Alıntılanan Metin:
◆ ◆ ◆ ◆ ◆

Novos Restorasyon Değil, Yeniden İşlevlendirme - ArtDog Istanbul
Muammer Karaca Tiyatrosu

Novos Restorasyon Değil, Yeniden İşlevlendirme

İngilizcesi “adaptive reuse” olan “yeniden işlevlendirme” bir yapıyı restore etmek değil onu güncel programlarını, ihtiyaçlarını içine alarak dönüştürmek anlamına geliyor. Taş Mektep ve Moda İskelesini işlevlendiren Novos Studio ile konuştuk.

/

Hande Ciğerli ve Mert Üçer tarafından 2020 yılında kurulan Novos Mimarlık Stüdyosu’nun gerçekleştirdiği kamusal yeniden işlevlendirme projeleri son yıllarda kent yaşamına önemli katkılar sunuyor. Moda İskelesi ve Taş Mektep projelerinin yanı sıra, inşaatı devam eden ve özellikle Beyoğlu için çok önemli bir yere sahip olan Muammer Karaca Tiyatrosu projelerinin detayları ile stüdyonun yeniden işlevlendirme yaklaşımı başta olmak üzere genel olarak tasarım ve mimarlık pratiklerinin üzerine konuştuk.

Mimari yaklaşımınızı ve pratiğinizi nasıl özetlersiniz?

Mert Üçer: Çeşitli ölçeklerde ve farklı programlara sahip birçok projemiz var ve bunların her birine programlarından bağımsız aynı özenle, aynı soruları sorarak ve aynı tasarım durumlarını dert ederek yaklaşmaya çalışıyoruz.

Aşkı Hatırla
Aşkı Hatırla Mobil

Hande Ciğerli: İnsan zaman zaman geri çekilip, “Biz ne yapıyoruz?” diye yeniden düşünme ihtiyacı hissediyor. Bu yüzden Mert ile de ara ara bu konuyu tekrar değerlendiriyoruz. Karşımıza hangi ölçekte, ne problem veya konu çıkarsa çıksın amacımız bunu tasarıma dönüştürmek. Mimari yaklaşımımızın temelinde, ortaya konulan problemi bir tasarım objesine dönüştürmek ve bundan hem kullanıcı için hem de mimarlık adına iyi bir şey çıkarmak.

◆ ◆ ◆ ◆ ◆

Bir kayıt dizisi:
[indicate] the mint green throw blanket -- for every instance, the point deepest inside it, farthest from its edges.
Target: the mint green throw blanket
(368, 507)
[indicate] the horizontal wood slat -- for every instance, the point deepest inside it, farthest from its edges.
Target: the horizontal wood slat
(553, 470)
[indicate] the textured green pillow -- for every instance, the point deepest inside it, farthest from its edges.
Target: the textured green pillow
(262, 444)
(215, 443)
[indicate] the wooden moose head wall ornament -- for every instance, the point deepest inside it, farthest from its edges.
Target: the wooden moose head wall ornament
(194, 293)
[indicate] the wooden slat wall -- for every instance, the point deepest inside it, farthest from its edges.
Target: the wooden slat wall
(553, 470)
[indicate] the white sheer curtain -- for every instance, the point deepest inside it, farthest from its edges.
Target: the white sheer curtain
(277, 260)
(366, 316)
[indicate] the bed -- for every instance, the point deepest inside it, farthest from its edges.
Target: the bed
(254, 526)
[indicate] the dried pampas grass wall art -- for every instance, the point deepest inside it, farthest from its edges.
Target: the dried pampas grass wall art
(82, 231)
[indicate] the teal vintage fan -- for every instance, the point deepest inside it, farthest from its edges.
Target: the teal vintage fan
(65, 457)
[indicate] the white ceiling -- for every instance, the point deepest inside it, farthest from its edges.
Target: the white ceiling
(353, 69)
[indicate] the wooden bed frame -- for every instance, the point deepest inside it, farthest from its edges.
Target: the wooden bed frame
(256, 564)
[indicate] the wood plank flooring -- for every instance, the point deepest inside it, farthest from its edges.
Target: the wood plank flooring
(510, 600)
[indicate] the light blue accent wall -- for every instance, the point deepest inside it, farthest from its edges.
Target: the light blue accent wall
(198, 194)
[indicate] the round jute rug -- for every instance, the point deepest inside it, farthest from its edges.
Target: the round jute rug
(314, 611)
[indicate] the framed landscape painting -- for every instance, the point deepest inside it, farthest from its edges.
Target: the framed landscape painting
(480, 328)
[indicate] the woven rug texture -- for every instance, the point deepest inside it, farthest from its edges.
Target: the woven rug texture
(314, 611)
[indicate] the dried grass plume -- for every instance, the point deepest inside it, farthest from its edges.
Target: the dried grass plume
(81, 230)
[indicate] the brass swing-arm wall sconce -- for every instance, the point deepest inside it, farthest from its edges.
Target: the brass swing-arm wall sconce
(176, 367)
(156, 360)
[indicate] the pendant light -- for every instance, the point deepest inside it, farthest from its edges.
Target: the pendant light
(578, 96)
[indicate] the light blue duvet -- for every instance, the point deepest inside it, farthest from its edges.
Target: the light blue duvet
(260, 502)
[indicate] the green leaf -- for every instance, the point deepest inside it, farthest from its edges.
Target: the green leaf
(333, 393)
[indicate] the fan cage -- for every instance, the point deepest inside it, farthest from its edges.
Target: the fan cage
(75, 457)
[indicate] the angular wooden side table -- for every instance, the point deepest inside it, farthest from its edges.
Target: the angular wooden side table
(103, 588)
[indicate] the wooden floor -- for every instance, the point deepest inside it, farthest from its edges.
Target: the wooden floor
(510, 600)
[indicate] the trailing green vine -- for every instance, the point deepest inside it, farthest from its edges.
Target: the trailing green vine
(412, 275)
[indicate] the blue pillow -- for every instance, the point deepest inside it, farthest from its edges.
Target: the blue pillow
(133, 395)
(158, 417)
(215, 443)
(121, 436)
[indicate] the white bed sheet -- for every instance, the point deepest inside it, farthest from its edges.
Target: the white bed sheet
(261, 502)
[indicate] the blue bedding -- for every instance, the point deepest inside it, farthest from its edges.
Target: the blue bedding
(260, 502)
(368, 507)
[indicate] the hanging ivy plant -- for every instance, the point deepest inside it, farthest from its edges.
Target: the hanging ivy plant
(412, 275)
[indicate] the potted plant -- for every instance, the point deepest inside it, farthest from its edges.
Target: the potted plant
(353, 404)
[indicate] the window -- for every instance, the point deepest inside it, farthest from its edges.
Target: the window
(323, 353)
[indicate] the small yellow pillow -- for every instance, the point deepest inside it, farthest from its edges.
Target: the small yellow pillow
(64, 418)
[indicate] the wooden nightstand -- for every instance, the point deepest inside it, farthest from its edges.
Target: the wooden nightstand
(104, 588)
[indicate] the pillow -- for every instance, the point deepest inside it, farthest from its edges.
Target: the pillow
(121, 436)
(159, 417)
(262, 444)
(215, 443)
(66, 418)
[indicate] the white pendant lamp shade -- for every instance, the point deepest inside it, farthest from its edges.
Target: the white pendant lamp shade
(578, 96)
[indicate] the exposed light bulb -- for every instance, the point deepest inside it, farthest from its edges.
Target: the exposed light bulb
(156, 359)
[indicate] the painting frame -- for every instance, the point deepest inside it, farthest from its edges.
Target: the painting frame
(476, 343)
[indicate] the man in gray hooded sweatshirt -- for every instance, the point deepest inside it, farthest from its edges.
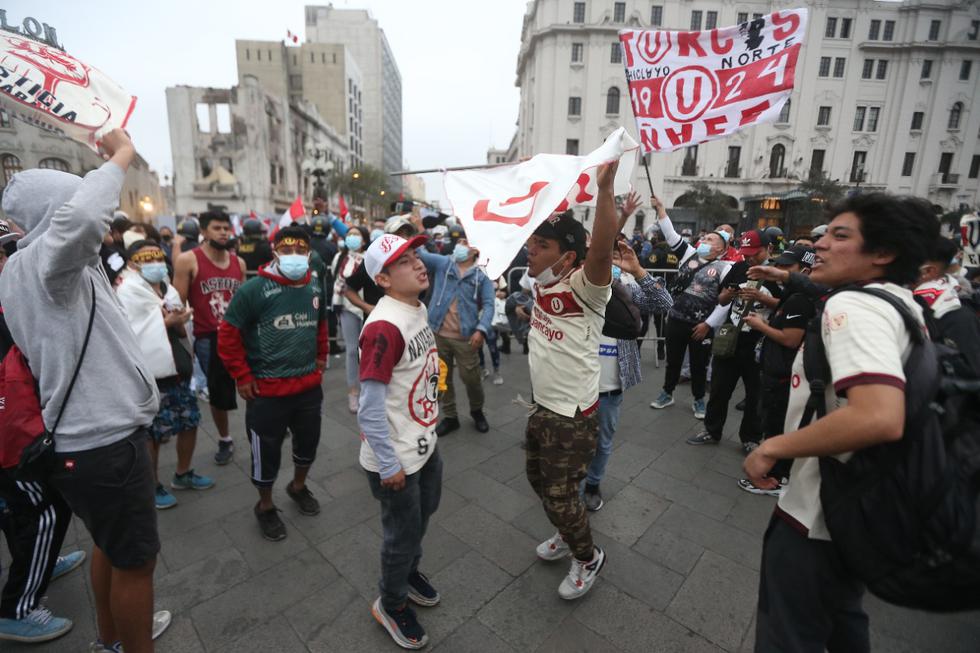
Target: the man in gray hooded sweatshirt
(103, 467)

◆ ◆ ◆ ◆ ◆

Alıştırma Koşulları:
1: Yeniden işlevlendirme söyleşisine göre Novos Mimarlık Stüdyosu kimler tarafından ve hangi yılda kurulmuştur?
2: Yeniden işlevlendirme söyleşisini son cümlesinden sonra devam ettirerek yazın.
Bu kayıtlara başvurmak gerekmez.

Görev Yanıtları:
1: Hande Ciğerli ve Mert Üçer tarafından 2020 yılında kurulmuştur.

2:
İşleriniz arasında Moda İskelesi, Taş Mektep gibi önemli yeniden işlevlendirme projeleri yer alıyor. Yeniden işlevlendirmeyi nasıl tanımlarsınız?

Hande Ciğerli: İngilizcesi “adaptive reuse” olarak geçiyor ve birebir bir yapıyı restore etmek değil güncel programlarını, ihtiyaçlarını içine alarak o yapının dönüşümünü sağlamak anlamına geliyor. Bu, bazen mimari olarak kontrast bir hamleyle, bazen de yapıyı aynı tutup programını yenilemek şeklinde olabilir. Dolayısıyla yeniden işlevlendirmenin çerçevesi çok esnek, tartışmaya açık. Herkesin bu konuda başka bir şey anladığı bir düzlemdeyiz. Bunu kendi aramızda mimarlarla yaptığımız sohbetlerimizde de görüyoruz.

Mert Üçer: Restorasyonda da tabii bir çeşit yeniden kullanma durumu var ama bu daha çok yapının korunması ve aslına uygun biçimde yenilenmesi baz alıyor. Yeniden işlevlendirmede ise yapıya başka bir program atfediyoruz. Mesela bir fabrika binasını sanat merkezine veya eski bir okul binasını sergi alanına dönüştürüyoruz. Dolayısıyla bu süreci “adaptive” olarak tanımlarken kasıt yapıyı özgün amacından farklı, güncel programlara uygun olarak yeniden tasarlamayı ön plana çıkarıyor.

Moda İskelesi

Geçmişle Geleceği Buluşturmak: Moda İskelesi ve Taş Mektep

Bu projelerde yapının kentle, kent kültürüyle ve tarihiyle ilişkisi projenin bütününde nasıl bir yere sahip? Bu birikimi dikkate alarak yeni bir şey tasarlamak, inşa etmek nasıl mümkün?  Siz o birikimi nereye yerleştiriyorsunuz bütüncül tasarımda?

H. C.: Bu biraz Moda İskelesi ve Taş Mektep projelerinde ortaya çıkıyor. Moda İskelesi kentsel olarak hazine gibi bir yapı ve çok ikonik. Bu tip projelerde mesele yapının nerede olduğunu, kimliğini, çevresiyle kurduğu ilişkiyi anlamak ve ardından yeni programların nasıl uyarlanabileceğine bakmak. Mesela Moda İskelesi’nde binaya minimum dokunarak bunu yapmayı tercih ettik. Müdahale ettiğimiz yapı mimarlık tarihinde önemli bir yeri olan bir Vedat Tek binasıydı ve önemli olan ilk etapta bu eserin tekrar halkın kullanımına açılmasıydı.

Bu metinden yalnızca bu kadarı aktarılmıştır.